Return every line of the records below that contains the string "chrome", matching case exactly.

Object pointing dataset records:

◆ ◆ ◆ ◆ ◆ ◆ ◆

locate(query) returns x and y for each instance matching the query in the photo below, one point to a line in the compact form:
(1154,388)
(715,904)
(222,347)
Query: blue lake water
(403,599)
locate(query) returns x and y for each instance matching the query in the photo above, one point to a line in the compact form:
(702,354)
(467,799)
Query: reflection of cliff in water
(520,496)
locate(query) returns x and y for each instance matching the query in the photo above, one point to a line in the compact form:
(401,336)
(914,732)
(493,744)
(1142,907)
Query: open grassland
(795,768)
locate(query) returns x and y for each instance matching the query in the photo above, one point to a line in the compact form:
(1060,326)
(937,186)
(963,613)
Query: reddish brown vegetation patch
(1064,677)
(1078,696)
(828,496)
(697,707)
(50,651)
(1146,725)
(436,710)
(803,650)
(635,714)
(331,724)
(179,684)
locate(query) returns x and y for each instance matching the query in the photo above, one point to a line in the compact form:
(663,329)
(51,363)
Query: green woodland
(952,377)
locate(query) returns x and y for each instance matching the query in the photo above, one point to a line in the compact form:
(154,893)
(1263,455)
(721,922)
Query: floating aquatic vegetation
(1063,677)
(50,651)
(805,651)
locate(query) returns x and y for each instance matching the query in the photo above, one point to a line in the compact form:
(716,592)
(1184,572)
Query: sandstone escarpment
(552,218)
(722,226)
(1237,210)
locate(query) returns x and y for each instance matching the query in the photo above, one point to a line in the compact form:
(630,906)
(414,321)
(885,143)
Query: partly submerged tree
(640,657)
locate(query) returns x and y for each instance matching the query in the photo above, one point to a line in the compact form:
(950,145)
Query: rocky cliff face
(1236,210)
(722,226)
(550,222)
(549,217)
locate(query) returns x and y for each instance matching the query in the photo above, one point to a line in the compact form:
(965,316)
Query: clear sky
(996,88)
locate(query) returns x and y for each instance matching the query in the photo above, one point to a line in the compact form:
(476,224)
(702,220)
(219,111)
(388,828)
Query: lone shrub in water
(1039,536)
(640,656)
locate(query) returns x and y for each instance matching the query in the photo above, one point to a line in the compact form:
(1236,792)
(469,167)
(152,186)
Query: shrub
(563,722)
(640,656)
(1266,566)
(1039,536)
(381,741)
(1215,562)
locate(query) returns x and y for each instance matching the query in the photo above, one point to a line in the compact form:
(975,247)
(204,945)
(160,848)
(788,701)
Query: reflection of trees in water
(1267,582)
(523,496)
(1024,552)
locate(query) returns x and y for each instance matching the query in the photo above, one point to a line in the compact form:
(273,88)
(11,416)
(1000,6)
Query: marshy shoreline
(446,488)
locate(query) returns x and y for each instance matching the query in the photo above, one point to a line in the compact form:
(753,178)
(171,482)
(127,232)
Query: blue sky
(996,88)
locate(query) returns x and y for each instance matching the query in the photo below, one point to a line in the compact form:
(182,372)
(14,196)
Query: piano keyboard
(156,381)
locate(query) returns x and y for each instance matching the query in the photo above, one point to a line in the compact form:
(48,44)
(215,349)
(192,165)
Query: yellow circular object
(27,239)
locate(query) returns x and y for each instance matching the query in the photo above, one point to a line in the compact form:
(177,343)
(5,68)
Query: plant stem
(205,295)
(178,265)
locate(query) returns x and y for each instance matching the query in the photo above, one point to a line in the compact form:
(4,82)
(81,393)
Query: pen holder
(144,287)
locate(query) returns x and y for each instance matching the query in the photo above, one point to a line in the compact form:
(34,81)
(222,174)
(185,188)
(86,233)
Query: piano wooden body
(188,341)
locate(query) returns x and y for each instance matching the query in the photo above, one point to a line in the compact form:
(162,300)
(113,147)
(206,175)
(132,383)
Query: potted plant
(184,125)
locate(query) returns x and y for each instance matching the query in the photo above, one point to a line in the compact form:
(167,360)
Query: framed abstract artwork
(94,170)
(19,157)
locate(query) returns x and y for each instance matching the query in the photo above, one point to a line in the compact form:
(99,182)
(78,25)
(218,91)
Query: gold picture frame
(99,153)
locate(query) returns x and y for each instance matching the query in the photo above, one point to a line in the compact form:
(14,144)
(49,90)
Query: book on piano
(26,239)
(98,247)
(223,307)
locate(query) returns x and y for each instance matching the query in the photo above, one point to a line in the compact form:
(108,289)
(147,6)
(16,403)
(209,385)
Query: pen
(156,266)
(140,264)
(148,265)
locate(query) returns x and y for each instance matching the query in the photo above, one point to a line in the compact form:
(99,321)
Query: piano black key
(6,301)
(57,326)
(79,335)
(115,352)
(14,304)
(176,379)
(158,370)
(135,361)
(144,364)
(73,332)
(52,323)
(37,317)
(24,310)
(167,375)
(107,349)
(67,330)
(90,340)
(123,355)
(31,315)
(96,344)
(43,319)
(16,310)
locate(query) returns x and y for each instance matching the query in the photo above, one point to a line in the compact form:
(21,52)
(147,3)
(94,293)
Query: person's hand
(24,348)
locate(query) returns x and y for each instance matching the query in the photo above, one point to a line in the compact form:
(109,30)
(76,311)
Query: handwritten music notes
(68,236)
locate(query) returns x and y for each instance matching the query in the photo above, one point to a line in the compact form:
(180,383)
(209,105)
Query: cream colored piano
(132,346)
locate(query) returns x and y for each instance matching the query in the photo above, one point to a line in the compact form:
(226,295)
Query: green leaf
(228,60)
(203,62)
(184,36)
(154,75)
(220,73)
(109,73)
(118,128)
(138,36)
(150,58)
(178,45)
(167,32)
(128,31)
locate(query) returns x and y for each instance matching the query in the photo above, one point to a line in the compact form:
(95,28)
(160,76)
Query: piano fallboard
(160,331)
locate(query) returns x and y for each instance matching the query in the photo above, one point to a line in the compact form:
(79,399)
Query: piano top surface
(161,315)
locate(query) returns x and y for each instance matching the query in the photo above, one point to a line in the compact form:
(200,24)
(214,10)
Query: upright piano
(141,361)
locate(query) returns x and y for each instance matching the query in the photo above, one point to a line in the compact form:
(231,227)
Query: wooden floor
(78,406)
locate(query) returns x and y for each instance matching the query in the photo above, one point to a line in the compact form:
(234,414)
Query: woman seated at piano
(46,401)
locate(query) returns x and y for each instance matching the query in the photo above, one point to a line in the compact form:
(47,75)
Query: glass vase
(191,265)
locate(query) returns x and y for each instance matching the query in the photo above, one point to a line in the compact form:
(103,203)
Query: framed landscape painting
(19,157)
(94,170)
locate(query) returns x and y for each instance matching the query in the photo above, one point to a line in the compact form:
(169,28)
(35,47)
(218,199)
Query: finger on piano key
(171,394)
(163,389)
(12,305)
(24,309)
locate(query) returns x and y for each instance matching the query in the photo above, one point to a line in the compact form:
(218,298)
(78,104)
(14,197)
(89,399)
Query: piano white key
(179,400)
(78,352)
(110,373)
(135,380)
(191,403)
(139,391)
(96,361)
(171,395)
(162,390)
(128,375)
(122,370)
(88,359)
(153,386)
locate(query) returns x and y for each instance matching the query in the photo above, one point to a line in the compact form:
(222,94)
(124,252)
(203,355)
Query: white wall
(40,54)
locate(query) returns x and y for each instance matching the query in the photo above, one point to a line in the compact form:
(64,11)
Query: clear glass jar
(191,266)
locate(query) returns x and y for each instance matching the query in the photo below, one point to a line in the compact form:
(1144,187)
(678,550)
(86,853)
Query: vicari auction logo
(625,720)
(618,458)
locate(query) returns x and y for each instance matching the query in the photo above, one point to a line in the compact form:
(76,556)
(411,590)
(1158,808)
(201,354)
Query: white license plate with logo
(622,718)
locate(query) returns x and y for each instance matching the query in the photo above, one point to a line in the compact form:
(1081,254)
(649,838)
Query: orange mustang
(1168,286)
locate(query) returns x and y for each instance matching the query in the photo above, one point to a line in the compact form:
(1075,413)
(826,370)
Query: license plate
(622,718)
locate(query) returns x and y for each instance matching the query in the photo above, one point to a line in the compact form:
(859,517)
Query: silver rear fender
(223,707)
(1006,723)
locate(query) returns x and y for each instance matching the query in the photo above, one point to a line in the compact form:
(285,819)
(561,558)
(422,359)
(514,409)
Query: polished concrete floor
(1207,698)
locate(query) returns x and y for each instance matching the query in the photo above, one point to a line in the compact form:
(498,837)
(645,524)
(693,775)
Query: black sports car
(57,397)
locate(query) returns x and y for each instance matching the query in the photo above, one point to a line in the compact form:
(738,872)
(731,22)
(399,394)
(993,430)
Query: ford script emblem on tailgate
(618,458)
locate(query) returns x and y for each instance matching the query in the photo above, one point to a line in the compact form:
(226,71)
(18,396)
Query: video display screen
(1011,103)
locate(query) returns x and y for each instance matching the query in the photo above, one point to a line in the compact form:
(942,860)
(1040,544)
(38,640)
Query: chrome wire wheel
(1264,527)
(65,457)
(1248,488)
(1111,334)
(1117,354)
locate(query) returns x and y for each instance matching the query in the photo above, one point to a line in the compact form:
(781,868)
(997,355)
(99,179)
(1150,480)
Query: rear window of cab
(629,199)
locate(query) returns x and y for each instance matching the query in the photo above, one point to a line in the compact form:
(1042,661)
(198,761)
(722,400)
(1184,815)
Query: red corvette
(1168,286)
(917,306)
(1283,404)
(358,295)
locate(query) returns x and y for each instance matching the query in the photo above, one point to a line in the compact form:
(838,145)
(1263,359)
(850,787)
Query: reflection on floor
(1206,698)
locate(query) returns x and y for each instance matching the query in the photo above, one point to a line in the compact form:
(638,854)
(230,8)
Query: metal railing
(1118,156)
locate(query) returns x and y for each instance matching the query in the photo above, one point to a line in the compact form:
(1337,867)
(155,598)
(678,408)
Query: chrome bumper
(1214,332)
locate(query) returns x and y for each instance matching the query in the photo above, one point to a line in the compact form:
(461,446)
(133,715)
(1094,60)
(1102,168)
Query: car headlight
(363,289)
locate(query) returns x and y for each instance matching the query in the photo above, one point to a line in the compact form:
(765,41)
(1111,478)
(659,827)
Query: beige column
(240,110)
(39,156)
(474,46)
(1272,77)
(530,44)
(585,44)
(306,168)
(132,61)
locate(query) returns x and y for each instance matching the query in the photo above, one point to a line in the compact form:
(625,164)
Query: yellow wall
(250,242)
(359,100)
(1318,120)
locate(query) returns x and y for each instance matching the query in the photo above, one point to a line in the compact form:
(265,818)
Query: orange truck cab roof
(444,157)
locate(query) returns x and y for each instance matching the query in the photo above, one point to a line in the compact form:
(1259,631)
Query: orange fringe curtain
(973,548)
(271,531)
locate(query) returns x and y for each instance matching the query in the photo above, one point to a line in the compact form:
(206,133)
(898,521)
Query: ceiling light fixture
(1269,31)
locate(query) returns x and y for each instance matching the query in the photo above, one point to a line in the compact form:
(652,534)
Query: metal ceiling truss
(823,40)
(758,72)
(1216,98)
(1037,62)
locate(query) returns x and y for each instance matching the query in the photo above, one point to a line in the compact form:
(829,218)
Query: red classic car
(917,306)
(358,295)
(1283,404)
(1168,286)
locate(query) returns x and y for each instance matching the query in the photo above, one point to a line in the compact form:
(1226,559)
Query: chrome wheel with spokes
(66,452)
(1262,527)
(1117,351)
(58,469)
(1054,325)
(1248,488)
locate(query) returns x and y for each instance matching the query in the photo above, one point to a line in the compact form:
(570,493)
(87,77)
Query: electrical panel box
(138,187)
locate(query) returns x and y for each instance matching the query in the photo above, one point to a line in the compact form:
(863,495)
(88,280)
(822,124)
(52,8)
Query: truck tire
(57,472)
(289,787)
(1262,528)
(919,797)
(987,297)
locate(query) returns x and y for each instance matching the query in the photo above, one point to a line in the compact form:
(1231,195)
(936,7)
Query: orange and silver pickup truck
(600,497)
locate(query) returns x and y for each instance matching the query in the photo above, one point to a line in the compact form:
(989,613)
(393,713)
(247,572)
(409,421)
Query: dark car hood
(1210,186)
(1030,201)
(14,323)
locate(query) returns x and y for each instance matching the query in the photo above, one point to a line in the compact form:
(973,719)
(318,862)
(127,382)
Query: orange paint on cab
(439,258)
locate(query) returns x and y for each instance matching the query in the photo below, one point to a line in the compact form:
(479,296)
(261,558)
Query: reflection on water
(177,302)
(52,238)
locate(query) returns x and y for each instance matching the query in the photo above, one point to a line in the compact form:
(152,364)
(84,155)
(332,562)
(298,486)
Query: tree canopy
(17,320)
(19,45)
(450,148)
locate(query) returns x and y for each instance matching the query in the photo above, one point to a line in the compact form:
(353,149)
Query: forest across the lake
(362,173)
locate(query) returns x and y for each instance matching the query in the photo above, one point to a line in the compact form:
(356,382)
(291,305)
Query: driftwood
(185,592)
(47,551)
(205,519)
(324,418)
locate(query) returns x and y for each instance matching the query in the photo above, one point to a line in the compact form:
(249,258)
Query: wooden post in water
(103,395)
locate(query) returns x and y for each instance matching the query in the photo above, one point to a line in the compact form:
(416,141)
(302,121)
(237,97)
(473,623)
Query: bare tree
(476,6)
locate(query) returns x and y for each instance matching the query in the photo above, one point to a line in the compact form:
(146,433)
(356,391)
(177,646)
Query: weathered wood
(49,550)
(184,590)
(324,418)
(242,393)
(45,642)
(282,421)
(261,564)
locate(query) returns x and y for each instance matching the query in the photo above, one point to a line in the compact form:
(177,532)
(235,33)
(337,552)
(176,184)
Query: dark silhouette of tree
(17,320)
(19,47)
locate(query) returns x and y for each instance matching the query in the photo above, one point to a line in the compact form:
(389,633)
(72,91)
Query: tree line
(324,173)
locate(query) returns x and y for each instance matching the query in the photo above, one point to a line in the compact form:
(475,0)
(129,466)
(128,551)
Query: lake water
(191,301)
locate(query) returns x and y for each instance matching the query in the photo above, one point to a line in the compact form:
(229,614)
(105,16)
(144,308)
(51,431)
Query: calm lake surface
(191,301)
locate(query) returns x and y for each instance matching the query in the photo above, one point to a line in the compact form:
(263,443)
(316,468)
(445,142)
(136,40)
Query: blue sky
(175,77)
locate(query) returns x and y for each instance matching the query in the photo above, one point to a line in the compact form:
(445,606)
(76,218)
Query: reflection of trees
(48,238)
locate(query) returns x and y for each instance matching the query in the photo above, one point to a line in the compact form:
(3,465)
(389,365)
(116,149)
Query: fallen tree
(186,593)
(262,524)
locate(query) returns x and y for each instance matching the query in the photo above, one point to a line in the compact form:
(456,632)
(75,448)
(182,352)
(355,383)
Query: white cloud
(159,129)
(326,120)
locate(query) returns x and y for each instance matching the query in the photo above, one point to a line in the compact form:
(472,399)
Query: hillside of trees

◆ ◆ ◆ ◆ ◆ ◆ ◆

• Exercise solution
Query: chrome wire wheel
Query: chrome bumper
Query: chrome wheel with spokes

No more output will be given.